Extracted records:
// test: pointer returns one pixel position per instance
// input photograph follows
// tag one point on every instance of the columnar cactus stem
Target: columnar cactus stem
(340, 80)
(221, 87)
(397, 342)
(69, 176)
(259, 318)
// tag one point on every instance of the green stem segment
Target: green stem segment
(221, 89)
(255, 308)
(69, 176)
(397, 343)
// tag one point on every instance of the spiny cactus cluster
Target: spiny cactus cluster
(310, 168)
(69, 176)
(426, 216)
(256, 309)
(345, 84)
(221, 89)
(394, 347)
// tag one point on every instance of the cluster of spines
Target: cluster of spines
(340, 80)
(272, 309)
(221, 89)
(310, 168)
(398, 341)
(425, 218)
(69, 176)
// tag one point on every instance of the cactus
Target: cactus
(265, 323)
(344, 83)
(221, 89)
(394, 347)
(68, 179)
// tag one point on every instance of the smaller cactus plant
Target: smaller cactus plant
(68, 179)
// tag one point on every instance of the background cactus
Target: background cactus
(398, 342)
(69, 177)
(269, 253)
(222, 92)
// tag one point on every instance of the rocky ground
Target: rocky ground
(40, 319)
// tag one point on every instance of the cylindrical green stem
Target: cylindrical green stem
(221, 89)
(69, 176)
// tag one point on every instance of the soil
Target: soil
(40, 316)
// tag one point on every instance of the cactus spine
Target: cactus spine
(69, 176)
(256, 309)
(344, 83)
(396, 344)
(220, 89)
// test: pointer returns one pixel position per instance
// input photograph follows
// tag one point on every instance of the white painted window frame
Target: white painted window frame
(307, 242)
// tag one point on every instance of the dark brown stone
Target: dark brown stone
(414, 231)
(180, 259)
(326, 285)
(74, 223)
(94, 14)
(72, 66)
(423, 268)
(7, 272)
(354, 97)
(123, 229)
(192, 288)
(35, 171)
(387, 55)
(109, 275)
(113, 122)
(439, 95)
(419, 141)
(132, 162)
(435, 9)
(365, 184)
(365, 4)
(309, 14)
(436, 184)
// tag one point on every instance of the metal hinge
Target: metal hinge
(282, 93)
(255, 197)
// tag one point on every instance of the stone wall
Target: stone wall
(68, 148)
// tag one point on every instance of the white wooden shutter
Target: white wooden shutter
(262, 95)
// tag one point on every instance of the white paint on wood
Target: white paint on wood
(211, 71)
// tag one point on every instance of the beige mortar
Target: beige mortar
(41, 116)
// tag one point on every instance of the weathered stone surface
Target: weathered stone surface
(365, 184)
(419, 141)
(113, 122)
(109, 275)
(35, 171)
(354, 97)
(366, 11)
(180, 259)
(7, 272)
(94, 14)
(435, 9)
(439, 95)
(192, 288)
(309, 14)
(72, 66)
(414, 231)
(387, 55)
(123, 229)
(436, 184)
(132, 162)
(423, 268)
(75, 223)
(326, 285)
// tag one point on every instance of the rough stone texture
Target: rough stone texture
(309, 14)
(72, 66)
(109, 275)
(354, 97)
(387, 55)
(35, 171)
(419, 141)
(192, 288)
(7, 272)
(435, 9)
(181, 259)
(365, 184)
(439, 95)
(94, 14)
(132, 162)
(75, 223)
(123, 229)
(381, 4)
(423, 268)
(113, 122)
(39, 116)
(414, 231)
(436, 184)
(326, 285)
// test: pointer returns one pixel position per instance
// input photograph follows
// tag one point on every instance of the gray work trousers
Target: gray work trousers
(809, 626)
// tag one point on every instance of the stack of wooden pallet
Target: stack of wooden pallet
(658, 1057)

▶ [YOUR OBJECTIVE]: Rewrite the listing starting with the line that contains "the white wooden shutter" and going on through the end of the listing, and reproduce every line in that span. Keep each line unchanged except that you add 103 to both the x and y coordinate of every point.

▶ [SOLUTION TO THIS EXERCISE]:
// tag one point on every instance of the white wooden shutter
Target: white wooden shutter
(365, 198)
// tag one point on every instance of the white paint on wood
Target: white paint on wood
(314, 174)
// tag one point on every instance of the beige mortar
Target: beige mortar
(144, 219)
// tag one point on every instance of the weathered stone surface
Target: weathered stone surface
(468, 287)
(522, 244)
(216, 225)
(212, 378)
(138, 274)
(457, 200)
(469, 114)
(283, 362)
(110, 375)
(197, 117)
(538, 112)
(542, 198)
(295, 391)
(412, 117)
(175, 169)
(517, 334)
(490, 158)
(226, 332)
(539, 287)
(235, 265)
(526, 371)
(178, 326)
(429, 388)
// tag one point on every instance of the rough stone texture
Target: rough stone texture
(412, 117)
(175, 169)
(212, 378)
(457, 200)
(490, 158)
(138, 274)
(522, 244)
(295, 391)
(110, 375)
(538, 112)
(284, 362)
(468, 287)
(542, 198)
(197, 117)
(235, 265)
(178, 326)
(226, 332)
(484, 107)
(526, 371)
(216, 225)
(142, 219)
(517, 334)
(539, 287)
(429, 388)
// test: pointer returns one pixel position per instance
// input photograph follows
// tag one point on every instance of the gray work trousers
Target: gray work trousers
(912, 729)
// tag one point on every instance of the stack of wooden pallet
Target: stack of wooden pallet
(761, 1160)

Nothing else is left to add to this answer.